→ **Exercise description**
What follows is a listing; give it again exactly, in its entirety.

########

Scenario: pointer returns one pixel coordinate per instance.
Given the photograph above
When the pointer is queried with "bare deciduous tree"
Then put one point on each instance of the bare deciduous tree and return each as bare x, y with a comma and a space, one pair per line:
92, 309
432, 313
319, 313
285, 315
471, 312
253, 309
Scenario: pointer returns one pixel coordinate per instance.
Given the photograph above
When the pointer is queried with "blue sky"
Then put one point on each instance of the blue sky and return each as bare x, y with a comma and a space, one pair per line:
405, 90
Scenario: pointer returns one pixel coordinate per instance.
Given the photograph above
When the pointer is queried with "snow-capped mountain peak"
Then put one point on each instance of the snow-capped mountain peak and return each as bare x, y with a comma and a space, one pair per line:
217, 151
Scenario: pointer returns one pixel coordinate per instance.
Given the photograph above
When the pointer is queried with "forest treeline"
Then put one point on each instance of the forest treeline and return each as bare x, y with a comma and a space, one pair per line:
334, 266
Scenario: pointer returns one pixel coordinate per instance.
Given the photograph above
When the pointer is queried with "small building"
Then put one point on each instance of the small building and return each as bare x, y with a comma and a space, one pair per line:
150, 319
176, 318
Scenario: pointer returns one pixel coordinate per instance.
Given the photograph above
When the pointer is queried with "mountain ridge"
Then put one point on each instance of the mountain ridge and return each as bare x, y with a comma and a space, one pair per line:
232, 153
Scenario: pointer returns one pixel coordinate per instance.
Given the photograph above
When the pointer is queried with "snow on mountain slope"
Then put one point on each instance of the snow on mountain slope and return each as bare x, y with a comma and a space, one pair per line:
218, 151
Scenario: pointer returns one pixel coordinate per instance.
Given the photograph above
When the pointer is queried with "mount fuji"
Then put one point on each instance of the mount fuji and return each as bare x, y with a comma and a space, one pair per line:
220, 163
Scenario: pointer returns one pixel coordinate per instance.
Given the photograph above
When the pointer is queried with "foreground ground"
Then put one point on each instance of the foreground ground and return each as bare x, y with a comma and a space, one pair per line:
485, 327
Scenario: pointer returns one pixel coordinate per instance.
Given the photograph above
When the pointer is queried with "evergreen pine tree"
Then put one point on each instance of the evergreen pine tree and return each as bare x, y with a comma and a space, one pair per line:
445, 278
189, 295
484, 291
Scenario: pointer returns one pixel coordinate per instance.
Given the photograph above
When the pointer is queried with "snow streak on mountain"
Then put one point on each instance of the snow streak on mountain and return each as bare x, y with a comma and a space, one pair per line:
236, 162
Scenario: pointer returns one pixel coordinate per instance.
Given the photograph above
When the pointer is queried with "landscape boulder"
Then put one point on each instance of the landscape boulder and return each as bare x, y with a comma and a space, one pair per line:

########

→ **Complete output**
Scenario: pointer returns one pixel coordinate per instance.
Given the photograph above
When the pointer is queried with "bare deciduous tree"
Then put one point on each instance of the bare deciduous tree and return each as bare x, y with a comma and a space, one pair per line:
92, 309
432, 313
319, 313
285, 315
471, 312
253, 309
Scenario: pointer returns one pixel coordinate per instance.
Given the photograph above
When the pointer is queried with "blue sky"
Then put one point on each instance of the blue sky and return each as bare x, y with a comma and a space, one pair per line:
405, 90
Scenario: pointer returns one pixel coordinate per instance.
Given the photograph above
When the pointer is queried with "snow-capped mountain peak"
Then put one point on each instance of the snow-capped mountain peak and return each as bare x, y with a comma and a space, one pair per line:
217, 151
Scenario: pointer returns one pixel coordinate per instance.
Given the photograph above
When the pointer is queried with "forest treeline"
Then put one point on each instance of the forest treeline and return each as bare x, y with a comma and a space, one pair per line:
334, 266
Scenario: pointer returns one pixel coordinate per instance.
Given the photograph above
When the pointer is queried with "small building"
Then put one point on each instance of the small building and return each as bare x, y with a comma and a space, one pair per line:
150, 319
176, 318
Scenario: pointer returns one pixel coordinate per instance.
Given the photograph above
When the pointer is queried with "mountain ridge"
Then put one point on each instance of the mountain ridge and return each as bare x, y with a comma and a space, one pair per line:
232, 153
Scenario: pointer returns one pixel coordinate per instance.
Given the photograph above
When the pointer is queried with "snow on mountain slope"
Then put one point on each instance of the snow on mountain slope and return each as bare x, y with a comma and a space, one pair per line:
218, 151
Scenario: pointer returns one pixel coordinate per instance.
Given the photograph above
When the pointer is queried with "mount fuji"
Then put one point on each instance of the mount fuji and return each as bare x, y with a comma and a space, one pair per line:
220, 163
Scenario: pointer returns one pixel coordinate per instance.
Given the photograph above
When the pointer is queried with "foreground ground"
Then put one point on each instance of the foreground ground and return each as bare x, y with a comma and a space, one pair per line:
485, 327
Scenario: pointer returns one pixel coordinate per instance.
Given the photograph above
When the pointer is queried with "evergreen pine tree"
Then put one point on each instance of the evergreen pine tree and return each as bare x, y with a comma and a space, one pair per line:
445, 278
189, 295
484, 291
Scenario: pointer returns one pixel coordinate per instance.
Given the photograph above
When the pointer is queried with "snow streak on mountain"
Then put one point on each instance of the snow streak on mountain and return each as bare x, y with a comma and a space, one pair per line:
236, 162
Scenario: pointer returns one pixel coordinate per instance.
Given the photograph above
When the pointer is queried with "landscape boulder"
Then put one point on each instance of the landscape boulder and return each as bare x, y with a comma and a space, one pair per line:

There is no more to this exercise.